'''

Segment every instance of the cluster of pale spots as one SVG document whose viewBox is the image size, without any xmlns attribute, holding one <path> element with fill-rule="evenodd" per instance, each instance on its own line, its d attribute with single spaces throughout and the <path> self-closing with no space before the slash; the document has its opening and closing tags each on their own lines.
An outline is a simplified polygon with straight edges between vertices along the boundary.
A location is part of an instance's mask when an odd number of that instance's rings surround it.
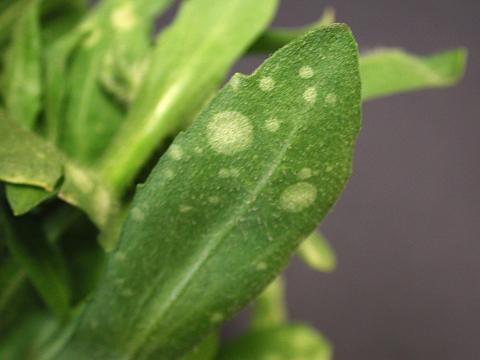
<svg viewBox="0 0 480 360">
<path fill-rule="evenodd" d="M 79 343 L 136 354 L 195 341 L 258 294 L 325 215 L 349 175 L 360 83 L 349 32 L 323 31 L 234 76 L 177 136 L 135 195 L 116 250 L 128 261 L 111 258 Z M 112 296 L 131 293 L 128 306 Z"/>
<path fill-rule="evenodd" d="M 298 76 L 301 79 L 311 79 L 315 75 L 314 69 L 309 65 L 299 68 Z M 230 86 L 234 91 L 238 91 L 241 85 L 241 76 L 235 75 L 230 81 Z M 275 88 L 276 81 L 271 76 L 264 76 L 258 80 L 258 87 L 263 92 L 271 92 Z M 307 106 L 315 104 L 317 100 L 317 90 L 314 86 L 308 86 L 303 93 L 303 99 Z M 333 104 L 336 101 L 335 94 L 328 94 L 325 103 Z M 264 129 L 270 133 L 275 133 L 280 129 L 281 122 L 277 117 L 269 117 L 264 121 Z M 208 148 L 219 155 L 232 156 L 244 150 L 247 150 L 254 141 L 255 131 L 252 121 L 238 111 L 221 111 L 212 116 L 207 124 Z M 262 135 L 260 135 L 262 136 Z M 196 154 L 202 154 L 203 148 L 195 147 Z M 169 156 L 172 160 L 181 160 L 183 157 L 182 148 L 173 144 L 169 149 Z M 163 176 L 167 180 L 174 178 L 174 172 L 171 168 L 166 168 Z M 240 176 L 237 168 L 221 168 L 218 171 L 220 178 L 236 178 Z M 306 180 L 313 176 L 310 168 L 303 168 L 298 173 L 298 178 Z M 280 207 L 287 212 L 299 212 L 310 207 L 317 196 L 317 190 L 314 185 L 302 181 L 287 187 L 279 198 Z M 211 197 L 209 202 L 218 204 L 218 196 Z M 186 208 L 191 207 L 182 205 L 180 212 L 186 212 Z"/>
</svg>

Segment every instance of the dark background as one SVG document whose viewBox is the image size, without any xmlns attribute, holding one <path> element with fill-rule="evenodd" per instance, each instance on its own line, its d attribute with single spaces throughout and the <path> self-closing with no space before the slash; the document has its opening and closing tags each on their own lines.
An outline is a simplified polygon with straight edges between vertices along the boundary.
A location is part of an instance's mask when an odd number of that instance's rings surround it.
<svg viewBox="0 0 480 360">
<path fill-rule="evenodd" d="M 326 4 L 362 50 L 466 46 L 469 66 L 457 87 L 365 104 L 354 175 L 321 226 L 339 268 L 324 275 L 293 261 L 291 318 L 321 329 L 336 360 L 478 360 L 480 2 L 284 0 L 275 25 L 314 21 Z"/>
</svg>

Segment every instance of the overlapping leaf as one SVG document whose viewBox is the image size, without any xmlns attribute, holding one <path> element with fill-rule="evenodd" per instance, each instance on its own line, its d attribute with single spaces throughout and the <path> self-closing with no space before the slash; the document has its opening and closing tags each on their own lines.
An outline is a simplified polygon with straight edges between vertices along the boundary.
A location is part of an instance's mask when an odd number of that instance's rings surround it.
<svg viewBox="0 0 480 360">
<path fill-rule="evenodd" d="M 327 213 L 360 127 L 355 41 L 309 33 L 235 76 L 135 197 L 59 358 L 172 359 L 255 297 Z"/>
<path fill-rule="evenodd" d="M 66 266 L 58 249 L 43 236 L 38 220 L 13 219 L 2 210 L 0 225 L 12 255 L 43 299 L 58 315 L 66 315 L 71 294 Z"/>
<path fill-rule="evenodd" d="M 277 0 L 190 0 L 157 40 L 148 76 L 101 164 L 118 189 L 152 152 L 187 125 L 230 66 L 268 25 Z"/>
<path fill-rule="evenodd" d="M 49 135 L 71 157 L 93 163 L 109 143 L 123 112 L 103 91 L 101 74 L 113 72 L 116 61 L 132 71 L 143 61 L 153 18 L 170 3 L 104 1 L 49 51 Z"/>
<path fill-rule="evenodd" d="M 67 160 L 36 134 L 1 117 L 0 144 L 0 181 L 38 188 L 31 197 L 20 198 L 25 194 L 17 194 L 11 203 L 15 212 L 28 211 L 36 204 L 35 199 L 42 200 L 54 190 L 66 202 L 83 209 L 99 227 L 105 226 L 116 211 L 115 196 L 93 172 Z"/>
</svg>

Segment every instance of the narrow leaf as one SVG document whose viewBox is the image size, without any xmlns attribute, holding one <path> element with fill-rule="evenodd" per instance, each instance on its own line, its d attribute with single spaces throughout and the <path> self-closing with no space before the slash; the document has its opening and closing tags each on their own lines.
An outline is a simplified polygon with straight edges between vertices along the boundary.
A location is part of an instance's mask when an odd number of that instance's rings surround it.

'''

### Task to complete
Full transcription of the material, exact in every line, without images.

### Task response
Segment every instance of the cluster of pale spots as one SVG document whose viewBox is the image size, without any xmlns attribute, holding one <path> element with fill-rule="evenodd" per instance, each instance on its own line, its d attribute with single spaces throughout and the <path> self-closing with no space before the slash; the document has its opening and closing tags each on their own lines.
An outline is a simplified polygon with straight edges between vertices along the boundary.
A location is part of an instance's mask when an odd number of that instance's rings surround it.
<svg viewBox="0 0 480 360">
<path fill-rule="evenodd" d="M 79 343 L 136 354 L 195 341 L 258 294 L 325 215 L 349 175 L 360 83 L 349 32 L 323 31 L 234 76 L 177 136 L 135 195 L 116 250 L 128 261 L 111 258 Z M 112 296 L 131 293 L 128 306 Z"/>
<path fill-rule="evenodd" d="M 298 76 L 301 79 L 311 79 L 315 75 L 314 69 L 309 65 L 299 68 Z M 230 86 L 234 91 L 238 91 L 241 85 L 241 76 L 235 75 L 230 81 Z M 275 88 L 276 81 L 271 76 L 264 76 L 258 80 L 258 87 L 263 92 L 271 92 Z M 307 106 L 315 104 L 317 100 L 317 90 L 314 86 L 308 86 L 303 93 L 303 99 Z M 333 104 L 336 101 L 335 94 L 328 94 L 325 103 Z M 264 129 L 270 133 L 275 133 L 280 129 L 281 122 L 277 117 L 269 117 L 264 121 Z M 208 148 L 219 155 L 232 156 L 244 150 L 247 150 L 254 141 L 255 131 L 252 121 L 238 111 L 221 111 L 212 116 L 207 124 Z M 262 135 L 260 135 L 262 136 Z M 196 154 L 202 154 L 203 148 L 195 147 Z M 169 156 L 172 160 L 181 160 L 183 157 L 182 148 L 173 144 L 169 149 Z M 163 176 L 167 180 L 174 178 L 174 172 L 171 168 L 166 168 Z M 240 176 L 237 168 L 221 168 L 218 171 L 220 178 L 236 178 Z M 306 180 L 313 176 L 310 168 L 303 168 L 298 173 L 298 178 Z M 280 207 L 287 212 L 299 212 L 310 207 L 317 196 L 317 190 L 314 185 L 302 181 L 287 187 L 279 198 Z M 211 197 L 209 202 L 218 204 L 218 196 Z M 186 208 L 191 207 L 182 205 L 180 212 L 186 212 Z"/>
</svg>

Segment every instance of the dark background as one SVG document whose viewBox is the image size, without any xmlns attribute, holding one <path> element with fill-rule="evenodd" per instance, each instance on its own line, its d attribute with single spaces throughout and the <path> self-closing with no space before the slash; the document has its opening and closing tags each on their own lines.
An outline is a simplified polygon with straight edges between vertices along the boundary.
A location is part of an instance's mask when an odd number of that instance's rings surround it.
<svg viewBox="0 0 480 360">
<path fill-rule="evenodd" d="M 326 4 L 362 50 L 466 46 L 469 66 L 457 87 L 365 104 L 354 175 L 321 226 L 339 268 L 324 275 L 293 261 L 291 318 L 321 329 L 336 360 L 478 360 L 480 2 L 284 0 L 275 25 L 314 21 Z"/>
</svg>

Segment every instance of the overlapping leaf as one SVG document whose viewBox is the image size, without any xmlns attribute, holding one <path> element with fill-rule="evenodd" per instance, each instance on its own line, its d attribute with single spaces throughout and the <path> self-closing with no space before the slash; the document has its opening and closing tags each on their own lines.
An outline is a simplified polygon with straight edges between vertices along the boundary.
A location is part of an instance's mask when an odd number of that instance's rings surround it.
<svg viewBox="0 0 480 360">
<path fill-rule="evenodd" d="M 327 213 L 360 127 L 355 41 L 309 33 L 235 76 L 135 197 L 59 358 L 172 359 L 255 297 Z"/>
<path fill-rule="evenodd" d="M 66 266 L 58 249 L 43 236 L 38 220 L 13 219 L 2 210 L 0 225 L 12 255 L 43 299 L 58 315 L 66 315 L 71 294 Z"/>
<path fill-rule="evenodd" d="M 277 0 L 190 0 L 157 40 L 148 76 L 101 164 L 118 189 L 152 152 L 187 125 L 230 66 L 268 25 Z"/>
<path fill-rule="evenodd" d="M 49 135 L 71 157 L 93 163 L 109 143 L 123 112 L 103 91 L 101 74 L 113 72 L 116 61 L 132 71 L 143 61 L 153 18 L 170 3 L 104 1 L 49 51 Z"/>
<path fill-rule="evenodd" d="M 67 160 L 36 134 L 1 117 L 0 144 L 0 181 L 38 188 L 31 197 L 20 198 L 25 194 L 17 194 L 11 203 L 15 212 L 28 211 L 36 204 L 35 199 L 42 200 L 54 190 L 66 202 L 83 209 L 99 227 L 105 226 L 116 211 L 115 196 L 93 172 Z"/>
</svg>

Segment every instance of the narrow leaf as one SVG document whose viewBox is the image size, without any xmlns attribute, holding one <path> element with fill-rule="evenodd" per instance, each instance on its own line, its d attribute with single spaces throughout and the <path> self-closing with no space before the slash; the document has its opening and closing tags each on their own lines.
An outline is a simplified polygon with straight edges between vertices along the boundary.
A location is part of an instance's mask when an odd number of that instance's rings surround it.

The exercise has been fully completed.